> _TASK GOAL_: Please return every entry below exactly as written, without any of its pictures.

*-*-*

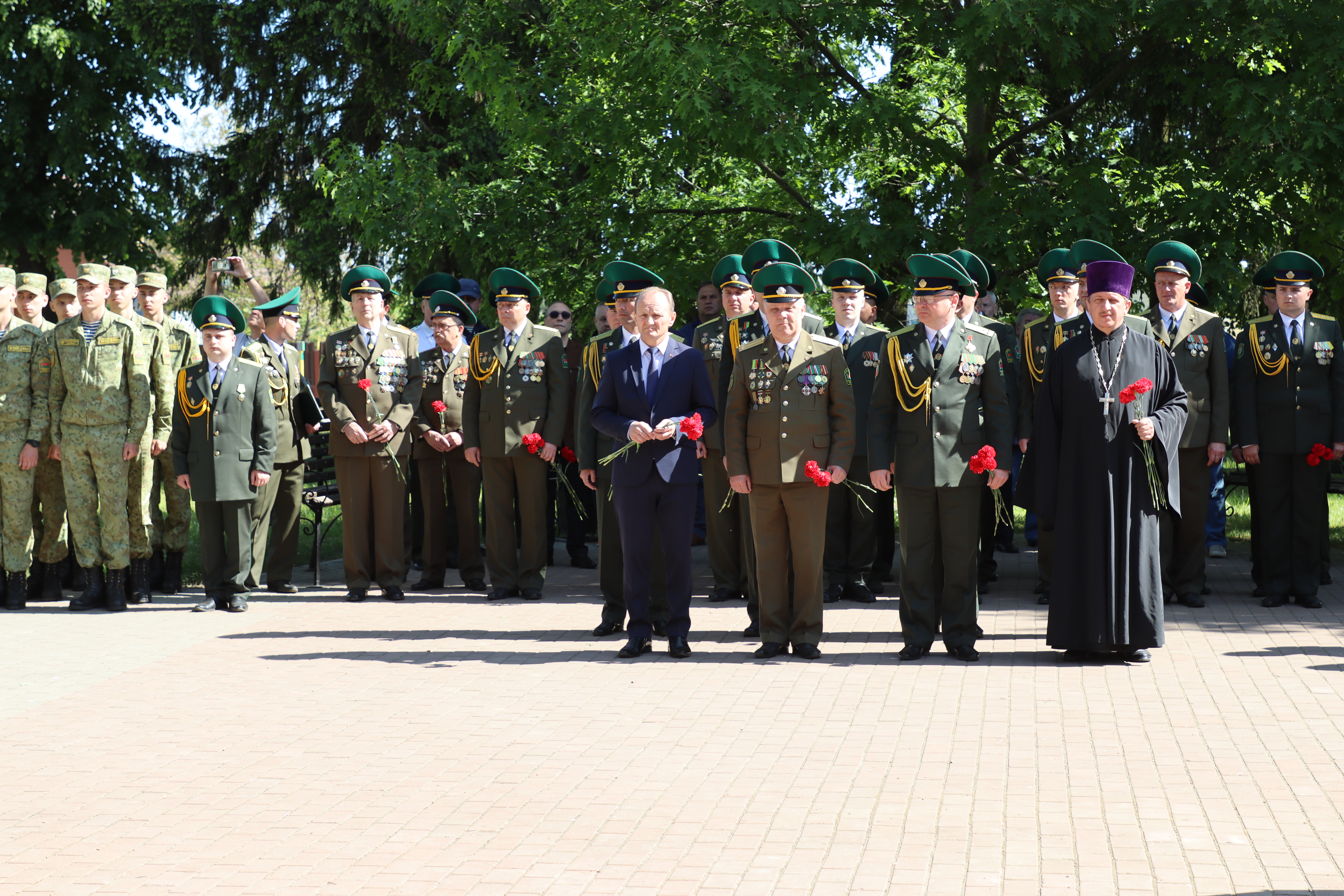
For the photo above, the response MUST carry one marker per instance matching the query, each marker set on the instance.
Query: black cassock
(1088, 481)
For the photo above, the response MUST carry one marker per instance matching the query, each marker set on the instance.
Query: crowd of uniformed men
(104, 410)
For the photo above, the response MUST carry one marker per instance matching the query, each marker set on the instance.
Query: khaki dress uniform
(779, 418)
(372, 477)
(440, 472)
(276, 511)
(511, 394)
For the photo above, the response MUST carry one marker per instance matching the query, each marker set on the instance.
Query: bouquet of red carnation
(1132, 396)
(378, 418)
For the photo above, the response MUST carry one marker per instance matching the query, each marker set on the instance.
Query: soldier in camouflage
(171, 530)
(100, 404)
(155, 345)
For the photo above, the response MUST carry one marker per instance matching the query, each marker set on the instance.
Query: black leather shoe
(859, 593)
(635, 648)
(915, 652)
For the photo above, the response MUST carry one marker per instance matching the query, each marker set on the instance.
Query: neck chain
(1105, 382)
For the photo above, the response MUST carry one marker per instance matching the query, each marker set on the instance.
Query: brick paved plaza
(450, 746)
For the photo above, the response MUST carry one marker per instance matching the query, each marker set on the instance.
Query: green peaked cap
(783, 283)
(511, 287)
(217, 312)
(729, 272)
(1057, 267)
(1296, 269)
(768, 252)
(365, 277)
(435, 283)
(1089, 250)
(278, 306)
(446, 303)
(1175, 258)
(847, 273)
(936, 273)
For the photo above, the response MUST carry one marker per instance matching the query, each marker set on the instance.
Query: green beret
(1057, 267)
(847, 275)
(1175, 258)
(436, 283)
(511, 287)
(366, 279)
(768, 252)
(729, 272)
(783, 283)
(217, 312)
(36, 284)
(447, 304)
(1296, 269)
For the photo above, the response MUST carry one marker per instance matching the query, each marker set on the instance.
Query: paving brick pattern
(454, 746)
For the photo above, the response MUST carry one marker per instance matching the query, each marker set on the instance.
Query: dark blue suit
(655, 484)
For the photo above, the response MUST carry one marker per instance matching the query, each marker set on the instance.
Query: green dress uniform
(24, 421)
(276, 512)
(1197, 349)
(592, 448)
(101, 401)
(1290, 398)
(782, 414)
(518, 386)
(224, 429)
(932, 412)
(443, 472)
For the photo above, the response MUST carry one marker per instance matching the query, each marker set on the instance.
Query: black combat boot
(17, 592)
(139, 584)
(95, 596)
(173, 573)
(116, 590)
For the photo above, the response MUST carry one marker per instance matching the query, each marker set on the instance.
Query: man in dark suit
(650, 388)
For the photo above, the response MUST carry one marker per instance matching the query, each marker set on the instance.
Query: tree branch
(790, 189)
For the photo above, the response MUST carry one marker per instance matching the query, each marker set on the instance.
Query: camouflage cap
(153, 280)
(93, 273)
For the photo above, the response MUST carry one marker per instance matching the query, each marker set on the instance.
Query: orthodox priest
(1093, 484)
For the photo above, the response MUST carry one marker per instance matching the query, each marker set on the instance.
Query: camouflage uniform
(173, 531)
(24, 418)
(100, 401)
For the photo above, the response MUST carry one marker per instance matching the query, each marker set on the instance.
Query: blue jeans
(1216, 527)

*-*-*

> _SOLUTION_:
For the photo above, the response MUST carry one marker per instance matching the query, each marker set on the instance.
Query: black cassock
(1088, 481)
For the photo above, the response MUST carry one marker per instance matching the query, each marker set on the instance.
Query: crowd of uniformed men
(104, 410)
For the photo above, the response MUST carry one marker per instance matching the query, each marker set on the instance.
Query: khaki dress uniform
(779, 418)
(372, 477)
(440, 472)
(276, 511)
(511, 394)
For the photo above, the response MUST carry one marker per instance matching the query, each marker set on the instance.
Query: bouquet of red carnation
(1132, 396)
(378, 418)
For the photo above, the response MUST carry one marker per instance matching the query, each marker set on the instance.
Query: soldier in camouflage
(171, 530)
(100, 404)
(155, 345)
For the photo above, the response MUST carry one marker per instance matching the query, each marker set on the instance.
Query: black leather shoe
(859, 593)
(635, 648)
(915, 652)
For the photo above, the response MUST carry one marker per instance matching the query, each marker set on the instance.
Query: neck chain
(1105, 382)
For the photo above, the response MUST carry one marker per instance matching the query, each marker set on the instance.
Query: brick paved plaza
(450, 746)
For the photo above, the response MUST carry one marker per instance matching the query, each marker set on the instance.
Query: green peaked cap
(783, 283)
(511, 287)
(217, 312)
(729, 272)
(1057, 267)
(1296, 269)
(768, 252)
(365, 277)
(435, 283)
(1089, 250)
(278, 306)
(446, 303)
(1175, 258)
(847, 273)
(936, 273)
For the photo above, the response MUST carry one marker per instance matching the query, each marker set on the instance.
Query: green beret
(1057, 267)
(847, 275)
(1175, 258)
(436, 283)
(511, 287)
(366, 279)
(768, 252)
(729, 272)
(783, 283)
(217, 312)
(36, 284)
(447, 304)
(1296, 269)
For the photo above, the response MUST carry one marker per instance matching the query, each marker set on the instance.
Query: paving brick pattern
(454, 746)
For the photo above, the response MUST carry one marker per instance matching the query, each marker set on the instance.
Query: dark blue suit
(655, 484)
For the photo above, the response MUST carry one marker per instance matching the query, each marker set on the instance.
Query: green dress uniform
(24, 421)
(276, 512)
(1197, 349)
(592, 448)
(101, 401)
(1290, 398)
(782, 414)
(518, 386)
(224, 429)
(932, 412)
(443, 472)
For the photo above, the response MUST carry one marker per instance matching the query, each marker set on the instance.
Query: black combat boot
(17, 592)
(139, 584)
(95, 596)
(173, 573)
(116, 590)
For the photo above, the response MUST carry one marker per instance matching the query, each marker set on the instance.
Query: man in dark suit
(650, 388)
For the photo above, the response MUST carry one marker per instance matching the query, each marker set on the instance.
Query: tree branch
(790, 189)
For the photo above, the response MUST carry one marker per instance matching the query, each marker set on the instance.
Query: camouflage cap
(153, 280)
(93, 273)
For the photo above, the response MUST carry one marker per instance matching the query, each marker set on the instance.
Query: orthodox priest
(1093, 484)
For the photo above, the response MUST carry one marker per instance matching the query, each marker set on the instance.
Query: camouflage uniform
(173, 531)
(24, 418)
(100, 401)
For the photo above, the response MUST carry one marker per instance matching the query, each marker set on the instance.
Query: blue jeans
(1216, 527)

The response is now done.